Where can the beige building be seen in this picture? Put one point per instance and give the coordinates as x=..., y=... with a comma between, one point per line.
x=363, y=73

==

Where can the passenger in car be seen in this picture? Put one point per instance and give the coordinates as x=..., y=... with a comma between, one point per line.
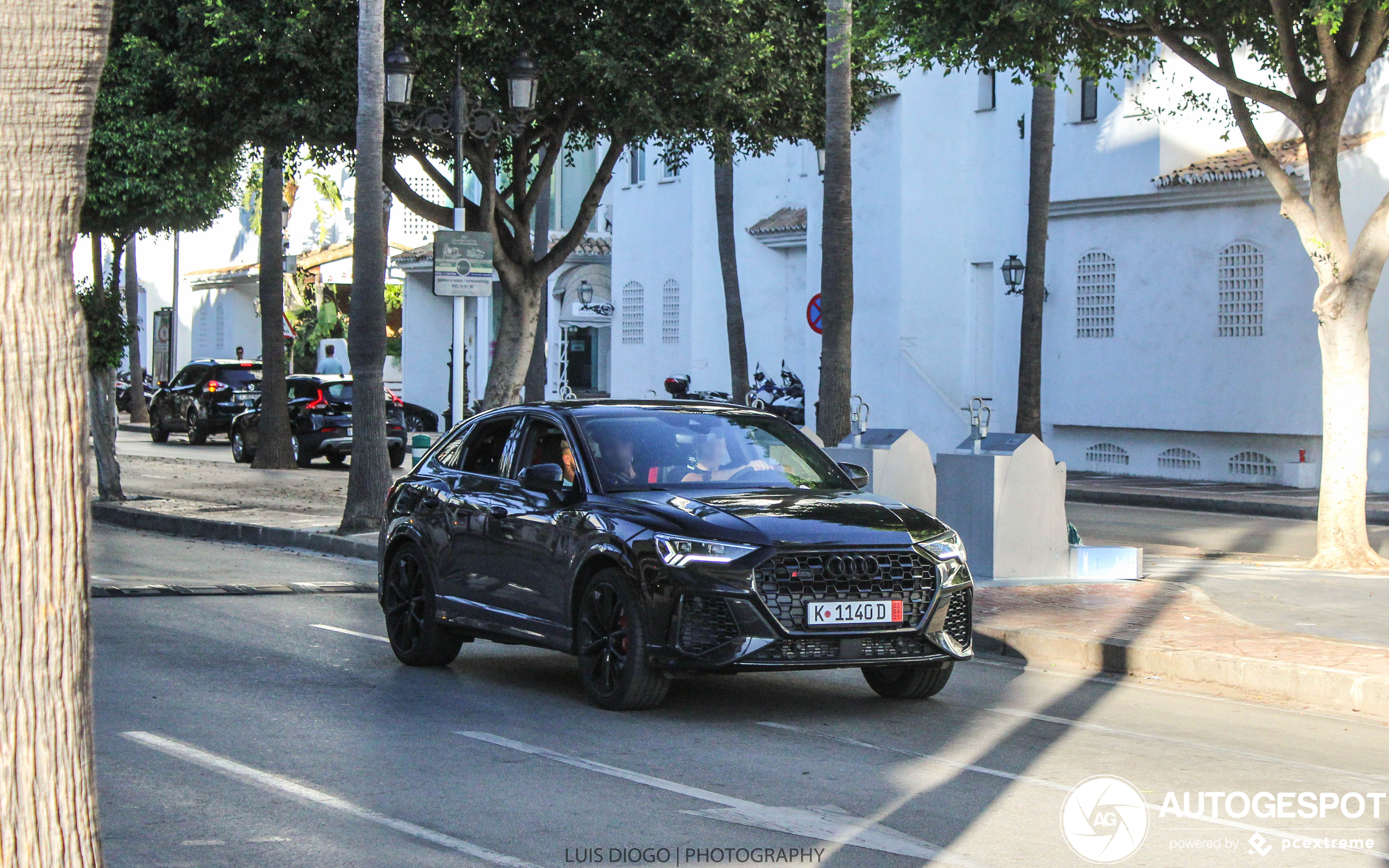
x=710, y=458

==

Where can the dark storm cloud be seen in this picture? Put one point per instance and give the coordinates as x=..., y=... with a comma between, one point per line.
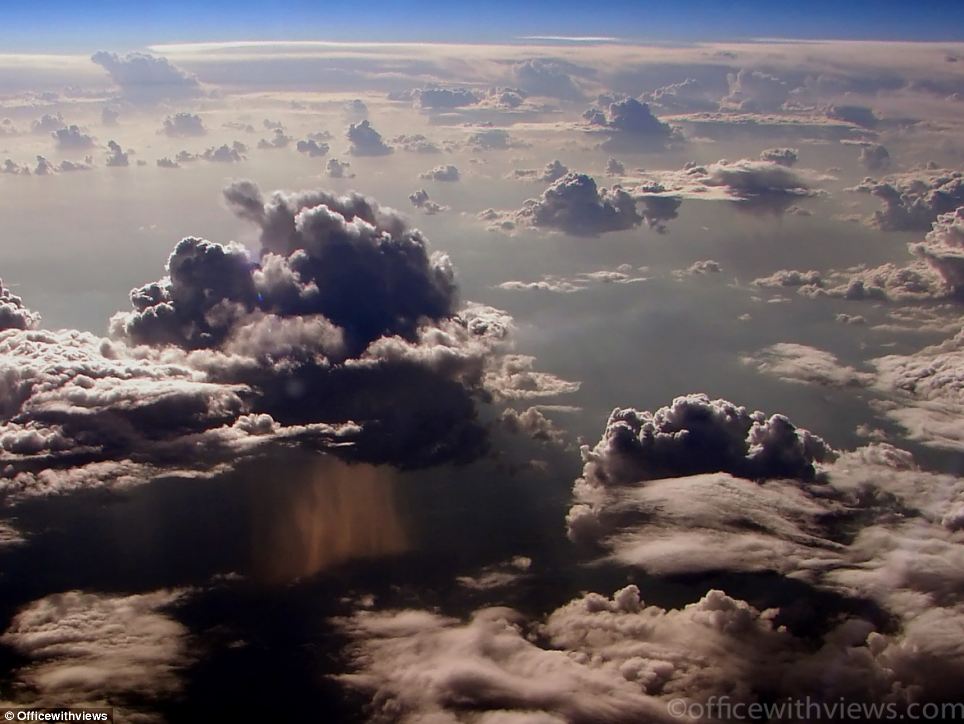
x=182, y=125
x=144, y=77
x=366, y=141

Set exercise: Can you reproduce word for word the lines from the one containing "Where can the passenger" through the one containing "x=710, y=458", including both, but leaving out the pictures?

Task solution:
Where can the passenger in car be seen in this picture? Put one point per instance and give the coordinates as x=..., y=... with a comma between, one point per line.
x=710, y=458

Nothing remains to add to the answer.